Permintaan Tertulis 1>
Susun baris-baris entri dataset tentang lokasi objek di bawah ini menjadi daftar JSON berisi string, satu string untuk setiap baris, tanpa baris kosong.

Sumber>
Muhammad Tahir Ibnu Asyur atau yang lebih akrab dikenal dengan Ibnu Asyur merupakan seorang ulama karismatik asal Tunisia yang ahli dalam berbagai bidang ilmu syariat (mutafannin fi al-‘ulum). Dua magnum opusnya yang menjadi rujukan paling otoritatif dalam bidang Ilmu Maqasid al-Syari’ah dan Ilmu Tafsir adalah Maqashid al-Syari’ah al-Islamiyyah dan al-Tahrir wa al-Tanwir. Tak sebatas ahli dalam berbagai disiplin ilmu, akan tetapi pengabdiannya untuk masyarakat semasa hidupnya itu juga yang menyebabkan dia begitu dicintai dan masih terus dibanggakan oleh masyarakat Tunisia hingga saat ini. Foto-fotonya menghiasi dinding-dinding berbagai institusi perguruan tinggi, namanya abadi dan terus hidup menjelma menjadi sebuah gedung, institusi, dan organisasi hingga hari ini.

[Entri dataset tentang lokasi objek]
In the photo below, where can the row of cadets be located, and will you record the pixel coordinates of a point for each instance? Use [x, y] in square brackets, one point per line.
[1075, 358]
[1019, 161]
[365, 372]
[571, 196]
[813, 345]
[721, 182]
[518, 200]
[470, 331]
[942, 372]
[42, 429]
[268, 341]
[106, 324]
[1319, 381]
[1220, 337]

Permintaan Tertulis 2>
Tulis ulang teks tentang Ibnu Asyur dari "Muhammad Tahir Ibnu" sampai dengan "hingga hari ini.", lalu ganti "ulama karismatik" dengan "cendekiawan karismatik".

Hasil Latihan 1>
[
  "In the photo below, where can the row of cadets be located, and will you record the pixel coordinates of a point for each instance? Use [x, y] in square brackets, one point per line.",
  "[1075, 358]",
  "[1019, 161]",
  "[365, 372]",
  "[571, 196]",
  "[813, 345]",
  "[721, 182]",
  "[518, 200]",
  "[470, 331]",
  "[942, 372]",
  "[42, 429]",
  "[268, 341]",
  "[106, 324]",
  "[1319, 381]",
  "[1220, 337]"
]

Hasil Latihan 2>
Muhammad Tahir Ibnu Asyur atau yang lebih akrab dikenal dengan Ibnu Asyur merupakan seorang cendekiawan karismatik asal Tunisia yang ahli dalam berbagai bidang ilmu syariat (mutafannin fi al-‘ulum). Dua magnum opusnya yang menjadi rujukan paling otoritatif dalam bidang Ilmu Maqasid al-Syari’ah dan Ilmu Tafsir adalah Maqashid al-Syari’ah al-Islamiyyah dan al-Tahrir wa al-Tanwir. Tak sebatas ahli dalam berbagai disiplin ilmu, akan tetapi pengabdiannya untuk masyarakat semasa hidupnya itu juga yang menyebabkan dia begitu dicintai dan masih terus dibanggakan oleh masyarakat Tunisia hingga saat ini. Foto-fotonya menghiasi dinding-dinding berbagai institusi perguruan tinggi, namanya abadi dan terus hidup menjelma menjadi sebuah gedung, institusi, dan organisasi hingga hari ini.